Could you retype the part of the listing below that begins at the line containing "Task: segment precisely" and ends after the line containing "0H18L0 244L603 290L661"?

*** Opening TASK INPUT ***

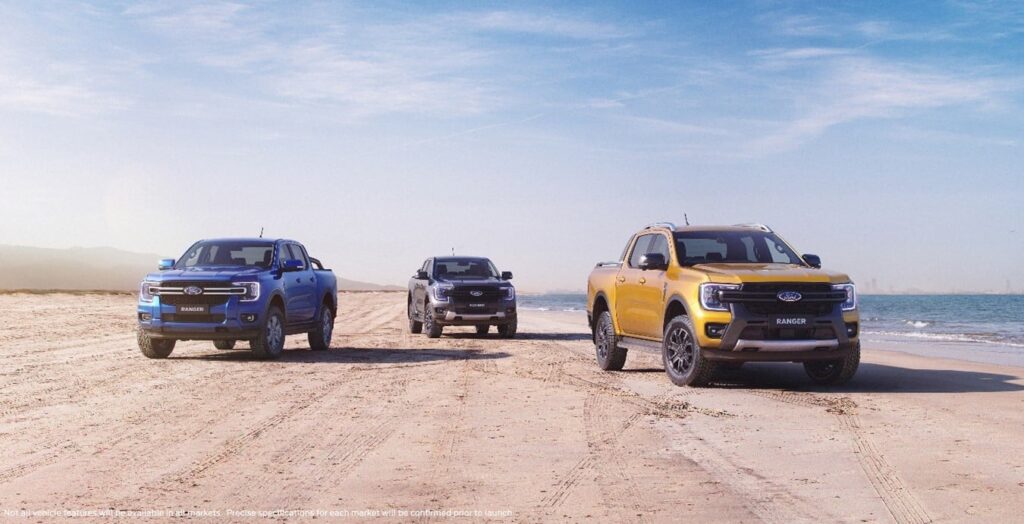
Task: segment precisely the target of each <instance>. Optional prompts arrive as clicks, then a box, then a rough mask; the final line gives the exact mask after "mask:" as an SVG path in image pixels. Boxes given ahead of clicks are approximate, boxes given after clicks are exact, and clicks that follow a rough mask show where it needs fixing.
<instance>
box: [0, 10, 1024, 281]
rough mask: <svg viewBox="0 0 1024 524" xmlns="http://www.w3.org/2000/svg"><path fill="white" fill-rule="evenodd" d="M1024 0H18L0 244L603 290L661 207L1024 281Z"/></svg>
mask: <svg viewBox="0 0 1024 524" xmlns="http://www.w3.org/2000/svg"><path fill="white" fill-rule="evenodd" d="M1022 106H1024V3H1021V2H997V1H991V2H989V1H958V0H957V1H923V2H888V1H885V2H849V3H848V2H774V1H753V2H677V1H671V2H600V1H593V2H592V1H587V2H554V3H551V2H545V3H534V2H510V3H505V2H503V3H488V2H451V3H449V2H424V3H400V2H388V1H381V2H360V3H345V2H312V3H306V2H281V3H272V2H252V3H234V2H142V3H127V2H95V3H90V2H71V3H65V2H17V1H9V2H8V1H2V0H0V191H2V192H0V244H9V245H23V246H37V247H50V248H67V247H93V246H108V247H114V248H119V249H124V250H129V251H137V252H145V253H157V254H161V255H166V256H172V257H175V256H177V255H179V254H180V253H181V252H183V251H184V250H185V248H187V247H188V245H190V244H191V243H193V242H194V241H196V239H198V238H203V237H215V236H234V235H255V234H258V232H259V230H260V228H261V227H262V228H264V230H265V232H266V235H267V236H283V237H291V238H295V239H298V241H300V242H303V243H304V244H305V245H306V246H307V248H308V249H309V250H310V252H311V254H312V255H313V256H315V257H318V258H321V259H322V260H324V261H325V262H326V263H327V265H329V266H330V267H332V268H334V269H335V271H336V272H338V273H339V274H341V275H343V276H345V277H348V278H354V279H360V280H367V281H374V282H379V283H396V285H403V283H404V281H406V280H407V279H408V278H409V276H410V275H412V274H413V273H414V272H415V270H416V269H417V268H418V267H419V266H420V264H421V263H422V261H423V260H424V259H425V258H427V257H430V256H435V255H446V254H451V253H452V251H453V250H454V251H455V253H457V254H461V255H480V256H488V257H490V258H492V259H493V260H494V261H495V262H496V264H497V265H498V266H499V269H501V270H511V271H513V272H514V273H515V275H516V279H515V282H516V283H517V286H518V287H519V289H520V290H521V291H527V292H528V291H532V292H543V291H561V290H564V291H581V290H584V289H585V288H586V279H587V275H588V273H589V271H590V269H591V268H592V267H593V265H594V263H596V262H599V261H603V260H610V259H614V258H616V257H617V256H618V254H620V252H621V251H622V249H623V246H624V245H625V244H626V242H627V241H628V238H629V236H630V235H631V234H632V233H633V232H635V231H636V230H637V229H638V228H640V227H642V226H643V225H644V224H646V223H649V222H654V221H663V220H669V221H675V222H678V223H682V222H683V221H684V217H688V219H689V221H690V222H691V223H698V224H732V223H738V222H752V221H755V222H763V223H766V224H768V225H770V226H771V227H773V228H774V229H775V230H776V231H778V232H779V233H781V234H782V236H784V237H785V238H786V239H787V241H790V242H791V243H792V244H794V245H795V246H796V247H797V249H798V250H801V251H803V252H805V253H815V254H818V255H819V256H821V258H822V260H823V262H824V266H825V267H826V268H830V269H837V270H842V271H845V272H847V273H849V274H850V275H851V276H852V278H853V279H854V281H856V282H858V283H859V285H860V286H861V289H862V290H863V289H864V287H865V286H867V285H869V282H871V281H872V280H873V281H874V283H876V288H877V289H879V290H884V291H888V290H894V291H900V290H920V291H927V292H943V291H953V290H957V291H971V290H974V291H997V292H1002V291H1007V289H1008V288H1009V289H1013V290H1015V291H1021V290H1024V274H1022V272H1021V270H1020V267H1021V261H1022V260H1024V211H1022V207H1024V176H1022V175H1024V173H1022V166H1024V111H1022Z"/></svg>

*** Closing TASK INPUT ***
*** Opening TASK INPUT ***

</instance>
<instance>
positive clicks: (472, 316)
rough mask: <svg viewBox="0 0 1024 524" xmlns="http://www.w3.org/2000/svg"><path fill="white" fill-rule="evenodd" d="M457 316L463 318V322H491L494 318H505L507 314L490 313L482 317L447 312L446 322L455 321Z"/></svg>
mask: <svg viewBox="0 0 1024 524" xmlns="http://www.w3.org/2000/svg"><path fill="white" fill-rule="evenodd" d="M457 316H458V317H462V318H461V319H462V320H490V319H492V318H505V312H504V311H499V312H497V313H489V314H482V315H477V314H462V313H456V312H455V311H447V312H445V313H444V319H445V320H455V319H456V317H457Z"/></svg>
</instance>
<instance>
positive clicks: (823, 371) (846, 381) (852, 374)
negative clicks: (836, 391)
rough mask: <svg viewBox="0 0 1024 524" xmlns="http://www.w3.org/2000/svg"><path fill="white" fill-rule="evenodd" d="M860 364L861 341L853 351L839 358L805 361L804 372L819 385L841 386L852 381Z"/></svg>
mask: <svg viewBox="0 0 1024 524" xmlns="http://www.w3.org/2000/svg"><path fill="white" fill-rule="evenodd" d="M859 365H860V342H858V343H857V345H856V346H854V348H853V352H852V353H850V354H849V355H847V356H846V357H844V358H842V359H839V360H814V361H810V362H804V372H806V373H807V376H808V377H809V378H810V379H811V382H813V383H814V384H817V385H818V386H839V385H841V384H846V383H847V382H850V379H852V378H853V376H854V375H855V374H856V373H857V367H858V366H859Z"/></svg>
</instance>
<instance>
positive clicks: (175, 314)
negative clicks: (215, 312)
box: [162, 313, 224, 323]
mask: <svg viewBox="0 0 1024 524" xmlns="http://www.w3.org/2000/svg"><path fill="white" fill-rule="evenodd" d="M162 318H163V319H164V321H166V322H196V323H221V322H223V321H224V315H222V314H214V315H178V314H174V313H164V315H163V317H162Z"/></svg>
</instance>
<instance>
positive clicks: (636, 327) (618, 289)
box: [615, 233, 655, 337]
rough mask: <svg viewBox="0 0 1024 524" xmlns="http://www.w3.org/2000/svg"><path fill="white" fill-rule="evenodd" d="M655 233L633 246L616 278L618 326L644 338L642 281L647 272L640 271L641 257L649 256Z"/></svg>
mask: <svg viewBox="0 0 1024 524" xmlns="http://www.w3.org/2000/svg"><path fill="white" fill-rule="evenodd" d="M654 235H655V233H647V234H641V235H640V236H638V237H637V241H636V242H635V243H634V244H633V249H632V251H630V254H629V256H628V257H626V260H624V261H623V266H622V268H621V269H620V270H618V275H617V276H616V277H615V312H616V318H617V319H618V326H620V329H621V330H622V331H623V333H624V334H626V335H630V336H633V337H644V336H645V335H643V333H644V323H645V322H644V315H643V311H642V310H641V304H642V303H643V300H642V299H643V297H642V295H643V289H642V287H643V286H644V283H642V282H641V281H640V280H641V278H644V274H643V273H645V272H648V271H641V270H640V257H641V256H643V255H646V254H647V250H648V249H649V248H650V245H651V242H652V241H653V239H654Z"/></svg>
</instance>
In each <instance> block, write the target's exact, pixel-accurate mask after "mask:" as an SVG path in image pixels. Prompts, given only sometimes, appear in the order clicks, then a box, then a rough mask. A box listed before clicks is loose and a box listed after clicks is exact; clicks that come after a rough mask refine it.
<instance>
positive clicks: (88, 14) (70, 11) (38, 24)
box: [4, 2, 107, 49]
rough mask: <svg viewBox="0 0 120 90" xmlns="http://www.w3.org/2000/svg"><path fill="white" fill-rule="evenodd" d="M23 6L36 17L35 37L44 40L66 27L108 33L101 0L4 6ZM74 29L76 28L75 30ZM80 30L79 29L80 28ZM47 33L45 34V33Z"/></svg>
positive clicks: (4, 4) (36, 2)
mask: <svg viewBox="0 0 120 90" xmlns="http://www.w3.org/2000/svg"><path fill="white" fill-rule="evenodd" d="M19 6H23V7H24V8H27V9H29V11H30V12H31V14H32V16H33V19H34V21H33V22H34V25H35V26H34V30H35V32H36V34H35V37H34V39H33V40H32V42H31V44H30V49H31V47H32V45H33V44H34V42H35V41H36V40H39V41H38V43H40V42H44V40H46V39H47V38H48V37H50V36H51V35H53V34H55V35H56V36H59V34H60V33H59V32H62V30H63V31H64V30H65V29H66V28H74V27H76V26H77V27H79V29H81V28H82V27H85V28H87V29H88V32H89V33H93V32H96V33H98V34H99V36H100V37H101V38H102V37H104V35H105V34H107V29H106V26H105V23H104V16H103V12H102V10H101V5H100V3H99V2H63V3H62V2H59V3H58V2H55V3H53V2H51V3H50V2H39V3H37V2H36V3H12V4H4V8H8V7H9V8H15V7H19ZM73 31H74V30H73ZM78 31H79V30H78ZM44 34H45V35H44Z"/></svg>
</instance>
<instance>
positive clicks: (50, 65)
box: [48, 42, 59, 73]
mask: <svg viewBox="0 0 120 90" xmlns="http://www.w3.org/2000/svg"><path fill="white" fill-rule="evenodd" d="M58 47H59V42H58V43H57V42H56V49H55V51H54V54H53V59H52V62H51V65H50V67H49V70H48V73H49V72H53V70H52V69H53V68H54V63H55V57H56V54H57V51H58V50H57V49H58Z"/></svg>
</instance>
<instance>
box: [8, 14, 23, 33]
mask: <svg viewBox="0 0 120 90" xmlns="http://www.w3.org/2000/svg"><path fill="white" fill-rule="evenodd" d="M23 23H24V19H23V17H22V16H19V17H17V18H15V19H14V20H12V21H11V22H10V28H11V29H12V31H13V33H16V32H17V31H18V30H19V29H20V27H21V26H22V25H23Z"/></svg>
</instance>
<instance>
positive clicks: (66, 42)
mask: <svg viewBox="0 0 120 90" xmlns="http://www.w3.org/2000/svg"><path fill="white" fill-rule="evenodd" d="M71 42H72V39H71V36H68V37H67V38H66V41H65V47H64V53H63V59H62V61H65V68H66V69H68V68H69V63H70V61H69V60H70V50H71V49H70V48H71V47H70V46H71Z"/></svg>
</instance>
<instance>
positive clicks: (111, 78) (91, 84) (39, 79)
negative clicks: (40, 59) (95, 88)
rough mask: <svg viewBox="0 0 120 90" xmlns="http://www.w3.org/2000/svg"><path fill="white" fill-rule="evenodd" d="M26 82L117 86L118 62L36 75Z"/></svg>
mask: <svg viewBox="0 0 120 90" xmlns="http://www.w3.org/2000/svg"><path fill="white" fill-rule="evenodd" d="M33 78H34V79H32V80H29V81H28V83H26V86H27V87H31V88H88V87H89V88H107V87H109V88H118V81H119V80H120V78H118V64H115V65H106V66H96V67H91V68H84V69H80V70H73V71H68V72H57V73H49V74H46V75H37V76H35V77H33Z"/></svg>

*** Closing TASK INPUT ***

▸ **OUTPUT**:
Task: segment precisely the target of each <instance>. Optional prompts arrive as clicks, then a box, then a rough mask; the final line gives the exact mask after "mask:" as an SVG path in image pixels. Boxes given ahead of clicks are approximate, boxes given after clicks are exact, and clicks that follow a rough mask show where it needs fixing.
<instance>
box: [0, 10, 1024, 281]
rough mask: <svg viewBox="0 0 1024 524" xmlns="http://www.w3.org/2000/svg"><path fill="white" fill-rule="evenodd" d="M1024 0H18L0 244L603 290L661 207L1024 281Z"/></svg>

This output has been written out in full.